• **YOUR GOAL**
Copy the data. Keep every character as given.

(SUPPLIED RECORDS begins)

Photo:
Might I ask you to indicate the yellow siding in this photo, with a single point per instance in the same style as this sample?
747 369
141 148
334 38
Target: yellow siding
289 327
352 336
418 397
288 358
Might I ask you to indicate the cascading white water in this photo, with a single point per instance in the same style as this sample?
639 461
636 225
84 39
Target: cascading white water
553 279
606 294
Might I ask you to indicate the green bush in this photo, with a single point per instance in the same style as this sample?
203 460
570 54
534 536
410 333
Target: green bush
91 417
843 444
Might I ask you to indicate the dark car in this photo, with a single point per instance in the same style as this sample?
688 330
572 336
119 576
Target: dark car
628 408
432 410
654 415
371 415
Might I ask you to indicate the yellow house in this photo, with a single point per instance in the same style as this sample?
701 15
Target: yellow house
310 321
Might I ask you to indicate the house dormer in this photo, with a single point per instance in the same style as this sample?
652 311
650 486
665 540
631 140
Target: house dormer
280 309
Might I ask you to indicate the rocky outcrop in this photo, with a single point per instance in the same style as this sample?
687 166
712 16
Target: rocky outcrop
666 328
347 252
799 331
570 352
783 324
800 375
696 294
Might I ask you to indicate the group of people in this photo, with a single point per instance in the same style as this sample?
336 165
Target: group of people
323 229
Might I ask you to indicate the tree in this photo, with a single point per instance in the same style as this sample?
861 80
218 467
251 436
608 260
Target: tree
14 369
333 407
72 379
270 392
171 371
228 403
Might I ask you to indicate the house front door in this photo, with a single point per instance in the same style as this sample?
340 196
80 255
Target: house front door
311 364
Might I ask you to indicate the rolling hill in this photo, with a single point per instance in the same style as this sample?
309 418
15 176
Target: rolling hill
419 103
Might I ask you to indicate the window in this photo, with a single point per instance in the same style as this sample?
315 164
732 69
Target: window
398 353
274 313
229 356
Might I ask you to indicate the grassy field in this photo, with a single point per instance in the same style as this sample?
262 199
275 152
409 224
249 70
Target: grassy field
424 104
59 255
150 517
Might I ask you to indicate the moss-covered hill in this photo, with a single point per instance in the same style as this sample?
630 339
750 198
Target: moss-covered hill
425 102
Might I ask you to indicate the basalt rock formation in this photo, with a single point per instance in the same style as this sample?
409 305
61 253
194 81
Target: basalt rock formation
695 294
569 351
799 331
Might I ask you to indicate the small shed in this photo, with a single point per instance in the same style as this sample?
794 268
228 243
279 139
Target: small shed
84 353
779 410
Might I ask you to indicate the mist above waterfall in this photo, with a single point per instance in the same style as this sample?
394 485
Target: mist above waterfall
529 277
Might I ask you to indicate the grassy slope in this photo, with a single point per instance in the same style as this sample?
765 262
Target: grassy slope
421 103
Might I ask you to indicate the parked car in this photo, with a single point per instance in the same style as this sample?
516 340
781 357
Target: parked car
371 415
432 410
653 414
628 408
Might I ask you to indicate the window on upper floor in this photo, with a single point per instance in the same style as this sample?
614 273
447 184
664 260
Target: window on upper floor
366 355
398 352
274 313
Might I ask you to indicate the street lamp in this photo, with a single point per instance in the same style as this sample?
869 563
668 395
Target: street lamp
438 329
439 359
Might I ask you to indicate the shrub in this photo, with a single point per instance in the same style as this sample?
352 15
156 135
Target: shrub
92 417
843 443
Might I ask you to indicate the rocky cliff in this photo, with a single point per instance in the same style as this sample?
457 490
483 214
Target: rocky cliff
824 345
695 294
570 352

(SUPPLIED RECORDS ends)

• **RESULT OF THE EXERCISE**
Photo:
Might I ask you to indicate the yellow siding in this photo, with a single point per instance in the same style as this sample?
747 369
141 148
334 38
Target: yellow siding
289 327
352 336
418 397
288 358
Might I ask you to indicate the cascading white water in this photo, with a single point per instance in the same style as this sample?
639 461
636 225
84 39
Target: cascading white water
553 279
606 294
Might I ask you to indicate the green bush in this photo, with a single point per instance in the same style as this sample?
203 460
570 54
534 536
410 333
Target: green bush
91 417
843 444
Might I ask you to indicate the dark car in this photo, with a single point per instance in the same style as this sample?
688 330
572 336
119 576
Target: dark car
628 408
432 410
654 415
371 415
Might I ask you to indicate the yellow house in this photo, with a single point per instance in the same style as this sample?
701 15
Target: yellow house
310 321
Might I ask you to indicate the house dormer in this photo, with a single point per instance in the same style as this sample?
652 311
650 486
665 540
631 140
Target: house dormer
280 309
Might I ask you to indicate the rocky outcrop in this photo, with a single point per instance in the same style as this sample?
687 166
712 16
Target: rocky outcrop
666 328
347 252
799 331
570 352
783 324
800 375
696 294
Might I ask you to indicate the group of people in this photo, with a single point per instance in the same style as this sample?
336 165
Target: group of people
323 229
Might I ask you to indicate the tree in this photo, with a single point per instance in the same style as this sample?
861 80
218 467
251 436
608 260
Target: tree
14 369
333 407
72 379
270 392
171 371
228 403
Might I ask you to indicate the house front door in this photo, with a single point per instance in the same style as this sample?
340 196
80 255
Target: house front door
311 364
Might I ask you to indicate the rolling hill in this photo, with a single point per instance in the same style as this sample?
309 418
15 176
Target: rolling hill
419 103
Might I ask you to indicate the window in this photo, with a single point per instance in the same style as this sample?
315 164
732 69
Target: window
398 353
274 313
229 356
Might I ask you to indicate the grassy field in this photo, with a single point per instance in the same style as this sample?
262 199
275 152
409 224
249 70
Target: grassy field
424 104
59 255
150 517
Might I ask you to indicate the moss-covered hill in this photo, with a single point per instance in the same style as this sample?
630 339
750 198
Target: moss-covered hill
425 102
Might I ask you to indicate the basalt rock formation in this photo, with a single point per instance in the same style as this sample?
409 305
61 253
194 81
Target: basalt rock formation
695 294
569 351
799 331
Might I ask you to indicate the small shed in this photo, with a single point per instance in the same style as this sample?
794 268
228 243
279 139
Target: small shed
84 353
779 410
Might I ask you to indicate the mist above waterfall in this photo, with a single point per instance in the same style as this sample?
394 485
Target: mist above waterfall
529 277
Might I ask you to indicate the grassy slope in this photo, with a single point per instance in the same style as this sample?
765 262
Target: grassy slope
421 103
Might I ask you to indicate the parked car in this photo, with a single point per instance in the same style as this sample?
516 340
781 357
Target: parked car
371 415
432 410
653 414
628 408
Might I ask you to indicate the window on upper floor in this photo, with a single point per instance in the same style as this sample?
614 273
447 184
664 260
Target: window on upper floor
366 355
398 352
274 313
Might I ask you to indicate the street lamp in this photo, with a single point per instance in the same style as this sample?
869 563
668 395
Target: street lamp
438 329
439 359
Might I ask you to indicate the shrub in this photo, with a single point per instance in the same style as this sample?
352 15
156 135
Target: shrub
92 417
843 443
Might I ask you to indicate the rocky cliff in this photo, with a single point per instance in the same style as this sample?
457 490
483 214
Target: rocky cliff
824 345
695 294
570 352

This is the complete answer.